** Begin MATERIAL FOR THE TASK **

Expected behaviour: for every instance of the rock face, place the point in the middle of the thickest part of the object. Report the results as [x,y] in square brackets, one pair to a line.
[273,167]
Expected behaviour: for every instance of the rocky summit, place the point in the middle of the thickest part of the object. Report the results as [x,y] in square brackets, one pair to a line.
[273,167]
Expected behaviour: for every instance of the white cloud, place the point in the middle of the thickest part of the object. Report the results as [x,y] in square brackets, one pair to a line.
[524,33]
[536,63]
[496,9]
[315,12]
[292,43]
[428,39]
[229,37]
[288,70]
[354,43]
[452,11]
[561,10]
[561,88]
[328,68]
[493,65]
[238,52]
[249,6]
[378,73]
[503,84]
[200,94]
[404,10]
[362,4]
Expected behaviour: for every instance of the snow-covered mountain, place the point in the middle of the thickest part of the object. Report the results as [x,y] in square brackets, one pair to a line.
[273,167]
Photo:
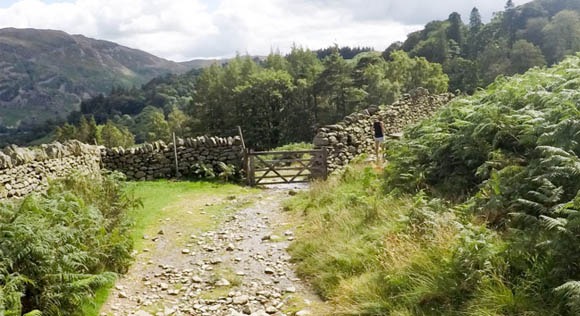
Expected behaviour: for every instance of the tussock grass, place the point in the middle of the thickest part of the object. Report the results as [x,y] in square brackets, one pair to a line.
[370,253]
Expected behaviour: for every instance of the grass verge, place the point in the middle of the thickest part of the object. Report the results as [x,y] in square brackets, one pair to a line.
[187,205]
[369,253]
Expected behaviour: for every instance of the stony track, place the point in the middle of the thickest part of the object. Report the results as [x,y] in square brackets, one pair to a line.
[242,268]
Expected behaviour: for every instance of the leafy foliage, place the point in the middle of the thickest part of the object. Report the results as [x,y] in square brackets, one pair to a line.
[58,247]
[481,215]
[517,39]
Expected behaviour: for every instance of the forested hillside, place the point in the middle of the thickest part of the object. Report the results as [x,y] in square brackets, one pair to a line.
[473,54]
[44,75]
[276,100]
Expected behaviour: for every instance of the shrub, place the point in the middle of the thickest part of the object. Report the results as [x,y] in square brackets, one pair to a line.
[58,247]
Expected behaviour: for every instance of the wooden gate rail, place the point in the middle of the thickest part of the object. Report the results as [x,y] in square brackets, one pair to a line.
[289,168]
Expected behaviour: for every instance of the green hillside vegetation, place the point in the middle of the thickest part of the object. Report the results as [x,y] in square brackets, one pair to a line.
[45,74]
[534,34]
[280,100]
[57,248]
[476,212]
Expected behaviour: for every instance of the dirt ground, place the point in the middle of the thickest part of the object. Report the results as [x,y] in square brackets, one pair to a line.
[240,267]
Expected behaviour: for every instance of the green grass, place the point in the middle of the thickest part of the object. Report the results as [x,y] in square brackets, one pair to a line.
[180,202]
[369,253]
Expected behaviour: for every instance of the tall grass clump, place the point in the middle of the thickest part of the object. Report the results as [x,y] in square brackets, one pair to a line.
[477,210]
[58,247]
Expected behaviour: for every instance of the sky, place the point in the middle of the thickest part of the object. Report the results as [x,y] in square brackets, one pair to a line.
[182,30]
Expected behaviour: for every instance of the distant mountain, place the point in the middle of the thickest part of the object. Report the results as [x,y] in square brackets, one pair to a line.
[44,74]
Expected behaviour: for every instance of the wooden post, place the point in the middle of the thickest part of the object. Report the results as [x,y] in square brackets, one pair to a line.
[177,174]
[251,171]
[245,164]
[324,163]
[242,137]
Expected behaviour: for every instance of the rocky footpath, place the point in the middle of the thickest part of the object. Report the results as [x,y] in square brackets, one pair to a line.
[242,268]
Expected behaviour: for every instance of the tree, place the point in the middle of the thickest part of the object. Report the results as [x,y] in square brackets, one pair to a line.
[494,61]
[176,120]
[562,36]
[509,21]
[533,31]
[83,131]
[112,136]
[152,126]
[455,29]
[525,55]
[263,104]
[335,86]
[475,23]
[463,75]
[435,48]
[475,26]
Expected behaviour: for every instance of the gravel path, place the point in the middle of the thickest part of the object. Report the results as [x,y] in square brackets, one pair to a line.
[242,268]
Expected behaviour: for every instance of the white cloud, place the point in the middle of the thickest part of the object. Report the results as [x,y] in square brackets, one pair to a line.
[185,29]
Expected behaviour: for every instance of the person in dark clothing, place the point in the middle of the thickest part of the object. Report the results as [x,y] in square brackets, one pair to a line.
[379,134]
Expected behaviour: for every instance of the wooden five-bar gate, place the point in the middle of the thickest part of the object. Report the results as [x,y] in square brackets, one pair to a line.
[267,167]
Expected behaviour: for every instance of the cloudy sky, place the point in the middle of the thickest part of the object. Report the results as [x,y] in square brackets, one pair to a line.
[185,29]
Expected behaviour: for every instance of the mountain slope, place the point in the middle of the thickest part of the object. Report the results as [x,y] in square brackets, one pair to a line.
[44,74]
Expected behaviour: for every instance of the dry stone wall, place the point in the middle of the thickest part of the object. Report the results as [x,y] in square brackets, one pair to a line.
[354,136]
[157,160]
[24,170]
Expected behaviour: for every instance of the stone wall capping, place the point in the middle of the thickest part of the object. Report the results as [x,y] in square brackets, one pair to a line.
[353,136]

** End MATERIAL FOR THE TASK **

REQUEST
Rewrite all of the records above, changing "thickest part" to "widest part" everywhere it appears and keeping everything else the same. Leave the pictures out of your answer.

EXERCISE OUTPUT
Expected behaviour: for every instance of the rock face, place the point in the middle of the widest part of the object. Report the results as [x,y] in square brackets, one pair to a line.
[273,167]
Expected behaviour: for every instance of the rocky summit, place the point in the middle of the widest part of the object. Report the results as [x,y] in square brackets, one pair to a line.
[273,167]
Expected behaviour: for every instance of the white cloud, place the point in the middle of the widest part of the object. Report the results as [x,y] in square brackets, one pair to a line.
[524,33]
[536,63]
[496,9]
[315,12]
[292,43]
[428,39]
[229,37]
[288,70]
[354,43]
[452,11]
[561,10]
[561,88]
[328,68]
[493,65]
[238,52]
[249,6]
[378,73]
[503,84]
[200,94]
[404,10]
[362,4]
Expected behaviour: for every instance of the snow-covered mountain, place the point in the middle of the widest part of the object. Report the results as [x,y] in square brackets, one pair to a line.
[273,167]
Photo:
Expected behaviour: for every instance of the tussock grass, place the point in the middle of the widest part of the object. Report the results as [x,y] in square brackets, one pair to a line.
[370,253]
Expected behaviour: for every instance of the grass verge, place the point in the middle of the widest part of the object. Report the results as [x,y] in square brackets, one pair to a line.
[187,205]
[369,253]
Expected behaviour: for every instance of the stony track, place the point in the middle of the widest part of the object. Report the results as [x,y] in square brackets, one pair to a line.
[242,268]
Expected behaviour: for every instance of the leafy foliage, place the point in the middle of the widest part of the object. Report the results as [x,y] in square brackets, one pair to a line.
[58,247]
[481,215]
[517,39]
Expected behaviour: for every instance of the forested hillside, place the point in the middle of the widest part of the object. Report the results as [x,y] in square brackets, one pair to a line.
[473,54]
[44,75]
[276,100]
Expected behaviour: for every instance of the shrub, place the point in the middle of the widest part of the object. Report the results as [x,y] in square brackets, one pair to a line.
[58,247]
Expected behaviour: for every instance of the wooden gate rail, place the point in the middle of the widest part of the object. Report the results as [x,y] in square brackets, one pair to a line.
[289,168]
Expected behaviour: for every instance of the green hillside vegetation, place the point in the middle of the widest part of the object. Report the results as [x,y] in square brackets, one pair to a line.
[45,74]
[534,34]
[280,100]
[57,248]
[476,212]
Expected behaviour: for every instance of the dirt ground, place the point in the middle of the widest part of the object. Report the results as [x,y] in square brackets, one pair to a line.
[240,267]
Expected behaviour: for every instance of the green grass, place the point in the middle of the widest part of the object. Report the results as [x,y] in square brackets, one pair to a line.
[180,202]
[369,253]
Expected behaviour: for every instance of the tall grass clump, place the point in the middle of the widest part of the object. Report the results as [x,y] in square brackets, one pair to a line.
[477,210]
[58,247]
Expected behaviour: for every instance of the sky, place the point in the middle of the widest part of the object. Report the results as [x,y] in square brackets, one pair to a line.
[182,30]
Expected behaviour: for every instance of the distant mountain, place the point in the middle of the widest part of the object. Report the results as [x,y] in square brackets, one pair to a line.
[44,74]
Expected behaviour: for every instance of the wooden post, place the point in the middle of the widest part of the object. Report the results as [x,y] in square brackets, one pair to a line.
[177,174]
[251,171]
[245,164]
[324,163]
[242,137]
Expected behaviour: for every instance of the rocky footpath, place the point in the middle of the widest part of the object. Report the results as [x,y] in square brackets, one pair to a line.
[242,268]
Expected behaviour: for every instance of the tree, place the point in the middle of the widest part of the object. Report the results as [x,y] in square brackets, one pair to a line.
[494,61]
[176,120]
[562,36]
[509,21]
[533,31]
[83,131]
[112,136]
[152,126]
[455,29]
[525,55]
[263,104]
[335,86]
[475,23]
[463,75]
[435,48]
[475,26]
Expected behaviour: for every instance of the gravel path, place the point in the middle of the widest part of the object. Report the results as [x,y] in square brackets, one pair to a line.
[242,268]
Expected behaviour: for every instance of the white cloud, place the point in the middle of the widest part of the object. Report the results as [x,y] in square brackets, one pair to a line.
[185,29]
Expected behaviour: for every instance of the person in dark clothing, place the point in the middle of the widest part of the object. Report the results as [x,y] in square brackets, one pair to a line.
[379,134]
Expected behaviour: for every instance of the wooden five-bar gate, place the point in the middle of the widest part of the object. Report the results as [x,y] in square brackets, one pair to a line.
[267,167]
Expected behaviour: for every instance of the cloudy sky, place the point in the middle of the widest part of the object. Report the results as [x,y] in square brackets, one pair to a line.
[185,29]
Expected behaviour: for every instance of the mountain slope, place the point in the middle of the widest part of the object. Report the results as [x,y] in square brackets, one pair to a line.
[44,74]
Expected behaviour: for every instance of the dry stone wall, place the point in the middle of the widest part of the object. Report the results as [x,y] in square brackets, one pair to a line.
[354,136]
[157,160]
[24,170]
Expected behaviour: for every instance of the stone wall capping, place the point in the middle of the widest part of the object. Report the results as [x,y] in square brackets, one pair to a line.
[353,136]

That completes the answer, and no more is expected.